Transcribe the records below exactly as they appear.

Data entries
-*-*-

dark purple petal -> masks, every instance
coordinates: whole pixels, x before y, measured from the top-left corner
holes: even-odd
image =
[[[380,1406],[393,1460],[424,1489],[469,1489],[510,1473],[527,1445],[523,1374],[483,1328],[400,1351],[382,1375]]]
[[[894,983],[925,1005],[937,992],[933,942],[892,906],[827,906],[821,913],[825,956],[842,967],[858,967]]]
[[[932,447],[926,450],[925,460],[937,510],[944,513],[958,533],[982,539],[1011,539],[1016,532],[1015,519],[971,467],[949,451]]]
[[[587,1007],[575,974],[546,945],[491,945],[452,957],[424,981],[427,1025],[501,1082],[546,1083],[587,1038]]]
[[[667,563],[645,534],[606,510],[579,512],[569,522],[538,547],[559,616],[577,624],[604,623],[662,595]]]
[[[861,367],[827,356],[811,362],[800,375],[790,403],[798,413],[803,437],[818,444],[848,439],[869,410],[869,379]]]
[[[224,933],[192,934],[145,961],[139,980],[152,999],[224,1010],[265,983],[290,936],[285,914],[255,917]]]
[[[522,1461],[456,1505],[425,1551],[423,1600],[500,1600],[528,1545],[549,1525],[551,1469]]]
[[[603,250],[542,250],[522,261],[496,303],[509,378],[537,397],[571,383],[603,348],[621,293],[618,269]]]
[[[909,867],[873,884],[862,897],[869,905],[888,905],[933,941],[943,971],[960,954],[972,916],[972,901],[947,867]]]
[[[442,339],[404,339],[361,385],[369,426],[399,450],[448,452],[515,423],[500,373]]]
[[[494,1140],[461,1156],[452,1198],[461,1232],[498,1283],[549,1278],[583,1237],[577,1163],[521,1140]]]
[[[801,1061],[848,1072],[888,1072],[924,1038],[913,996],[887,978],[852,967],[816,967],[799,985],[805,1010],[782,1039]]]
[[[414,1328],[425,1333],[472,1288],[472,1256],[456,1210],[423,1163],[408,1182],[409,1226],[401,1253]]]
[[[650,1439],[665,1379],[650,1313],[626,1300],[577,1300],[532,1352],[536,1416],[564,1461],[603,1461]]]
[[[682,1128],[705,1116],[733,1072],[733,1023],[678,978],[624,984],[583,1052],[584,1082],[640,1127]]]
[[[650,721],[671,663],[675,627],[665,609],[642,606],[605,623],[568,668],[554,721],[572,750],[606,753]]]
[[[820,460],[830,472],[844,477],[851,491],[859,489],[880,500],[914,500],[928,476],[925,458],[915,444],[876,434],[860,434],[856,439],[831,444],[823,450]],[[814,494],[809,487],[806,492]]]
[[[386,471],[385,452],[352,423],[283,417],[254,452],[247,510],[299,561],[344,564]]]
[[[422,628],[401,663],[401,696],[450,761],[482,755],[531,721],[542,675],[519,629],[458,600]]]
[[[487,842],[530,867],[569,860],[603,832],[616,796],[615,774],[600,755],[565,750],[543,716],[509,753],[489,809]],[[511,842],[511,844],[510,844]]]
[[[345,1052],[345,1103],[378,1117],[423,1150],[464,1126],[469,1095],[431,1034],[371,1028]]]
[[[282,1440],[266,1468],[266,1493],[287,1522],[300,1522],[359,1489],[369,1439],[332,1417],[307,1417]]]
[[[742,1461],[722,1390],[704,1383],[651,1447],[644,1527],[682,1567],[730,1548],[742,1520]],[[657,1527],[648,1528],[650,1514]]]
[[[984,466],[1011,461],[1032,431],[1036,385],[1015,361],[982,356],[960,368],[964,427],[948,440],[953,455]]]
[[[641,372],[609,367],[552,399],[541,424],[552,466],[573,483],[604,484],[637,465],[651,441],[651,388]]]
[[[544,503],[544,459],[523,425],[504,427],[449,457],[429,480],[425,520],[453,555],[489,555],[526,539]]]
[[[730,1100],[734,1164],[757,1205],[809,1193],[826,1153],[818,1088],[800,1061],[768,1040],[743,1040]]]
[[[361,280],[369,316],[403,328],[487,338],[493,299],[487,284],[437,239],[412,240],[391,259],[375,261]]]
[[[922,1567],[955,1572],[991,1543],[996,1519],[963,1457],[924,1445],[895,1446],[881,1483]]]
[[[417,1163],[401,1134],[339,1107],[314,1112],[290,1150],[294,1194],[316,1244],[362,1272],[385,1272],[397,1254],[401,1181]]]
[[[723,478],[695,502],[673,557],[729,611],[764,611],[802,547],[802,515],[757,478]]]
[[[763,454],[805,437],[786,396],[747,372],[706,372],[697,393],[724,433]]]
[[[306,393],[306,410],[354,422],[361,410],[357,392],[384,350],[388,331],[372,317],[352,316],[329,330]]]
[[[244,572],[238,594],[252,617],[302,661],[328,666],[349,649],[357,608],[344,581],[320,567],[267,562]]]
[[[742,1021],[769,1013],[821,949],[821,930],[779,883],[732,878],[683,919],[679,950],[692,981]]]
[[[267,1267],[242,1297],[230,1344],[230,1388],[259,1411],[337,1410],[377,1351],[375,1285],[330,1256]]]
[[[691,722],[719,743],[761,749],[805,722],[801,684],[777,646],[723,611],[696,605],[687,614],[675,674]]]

-*-*-

Answer for the task ▸
dark purple petal -> masks, every instance
coordinates: whole pixels, x before y, measured from the top-left corner
holes: even-odd
image =
[[[380,1406],[393,1460],[424,1489],[469,1489],[510,1473],[527,1445],[523,1374],[483,1328],[400,1351],[382,1375]]]
[[[894,983],[925,1005],[937,992],[933,942],[892,906],[827,906],[821,913],[825,956],[842,967],[858,967]]]
[[[932,447],[926,450],[925,460],[937,510],[944,513],[958,533],[982,539],[1011,539],[1016,532],[1015,519],[971,467],[949,451]]]
[[[587,1007],[575,974],[546,945],[491,945],[452,957],[424,981],[427,1025],[501,1082],[546,1083],[587,1038]]]
[[[667,563],[645,534],[606,510],[579,512],[569,522],[538,547],[559,616],[577,624],[604,623],[662,595]]]
[[[861,367],[827,356],[811,362],[800,375],[790,403],[798,413],[803,437],[818,444],[848,439],[869,410],[869,379]]]
[[[224,933],[192,934],[145,961],[139,980],[152,999],[224,1010],[265,983],[290,936],[285,914],[255,917]]]
[[[522,1461],[456,1505],[425,1551],[423,1600],[500,1600],[528,1545],[549,1525],[551,1469]]]
[[[603,250],[542,250],[522,261],[496,303],[509,378],[537,397],[571,383],[603,348],[621,293],[618,269]]]
[[[909,867],[873,884],[862,897],[869,905],[888,905],[933,941],[943,971],[960,954],[972,916],[972,901],[947,867]]]
[[[442,339],[404,339],[361,385],[369,426],[399,450],[448,452],[515,423],[500,373]]]
[[[494,1140],[461,1156],[452,1198],[461,1232],[498,1283],[549,1278],[583,1237],[577,1163],[521,1140]]]
[[[801,1061],[848,1072],[888,1072],[924,1038],[913,996],[887,978],[852,967],[816,967],[799,985],[805,1010],[782,1039]]]
[[[414,1328],[425,1333],[472,1288],[472,1256],[456,1210],[423,1163],[408,1182],[409,1226],[401,1253]]]
[[[650,1439],[665,1379],[650,1313],[626,1300],[577,1300],[532,1352],[536,1416],[564,1461],[603,1461]]]
[[[682,1128],[705,1116],[733,1072],[733,1023],[678,978],[624,984],[583,1052],[584,1082],[640,1127]]]
[[[650,721],[671,663],[675,627],[665,609],[642,606],[605,623],[568,668],[554,721],[572,750],[606,753]]]
[[[820,460],[830,472],[844,477],[851,491],[859,489],[880,500],[914,500],[928,476],[925,458],[915,444],[876,434],[860,434],[856,439],[831,444],[823,450]],[[814,494],[809,487],[806,492]]]
[[[386,471],[385,452],[352,423],[283,417],[254,452],[247,510],[299,561],[344,564]]]
[[[422,628],[401,663],[401,696],[450,761],[482,755],[531,721],[542,675],[519,629],[458,600]]]
[[[487,842],[530,867],[569,860],[603,832],[616,796],[615,774],[600,755],[565,750],[543,716],[509,753],[489,809]],[[511,842],[511,844],[510,844]]]
[[[345,1052],[345,1103],[378,1117],[423,1150],[464,1126],[469,1095],[431,1034],[371,1028]]]
[[[282,1440],[266,1468],[266,1493],[287,1522],[300,1522],[359,1489],[369,1439],[332,1417],[307,1417]]]
[[[742,1461],[722,1390],[704,1383],[651,1447],[644,1527],[682,1567],[730,1548],[742,1520]],[[657,1527],[648,1528],[650,1514]]]
[[[984,466],[1011,461],[1032,431],[1036,385],[1015,361],[982,356],[960,368],[964,427],[948,440],[953,455]]]
[[[641,372],[609,367],[552,399],[541,424],[552,466],[573,483],[604,484],[637,465],[651,441],[651,388]]]
[[[544,503],[544,459],[523,425],[504,427],[449,457],[429,480],[425,520],[453,555],[489,555],[526,539]]]
[[[730,1100],[734,1164],[757,1205],[809,1193],[826,1153],[818,1088],[800,1061],[768,1040],[743,1040]]]
[[[361,280],[369,316],[403,328],[487,338],[493,299],[487,284],[437,239],[412,240],[391,259],[375,261]]]
[[[922,1567],[955,1572],[991,1543],[996,1519],[963,1457],[924,1445],[895,1446],[881,1483]]]
[[[417,1163],[401,1134],[339,1107],[314,1112],[290,1150],[294,1194],[316,1244],[362,1272],[385,1272],[397,1254],[401,1181]]]
[[[723,478],[695,502],[673,557],[729,611],[764,611],[802,547],[802,515],[757,478]]]
[[[763,454],[805,437],[786,396],[747,372],[706,372],[697,393],[724,433]]]
[[[306,393],[306,410],[354,422],[361,410],[357,392],[384,350],[388,331],[372,317],[352,316],[329,330]]]
[[[244,572],[238,594],[252,617],[302,661],[328,666],[349,649],[357,608],[344,581],[320,567],[267,562]]]
[[[742,1021],[769,1013],[821,949],[821,930],[779,883],[732,878],[683,919],[679,950],[692,981]]]
[[[267,1267],[242,1297],[230,1344],[230,1388],[259,1411],[337,1410],[377,1351],[375,1285],[330,1256]]]
[[[691,722],[719,743],[761,749],[805,722],[801,684],[777,646],[723,611],[696,605],[687,614],[675,674]]]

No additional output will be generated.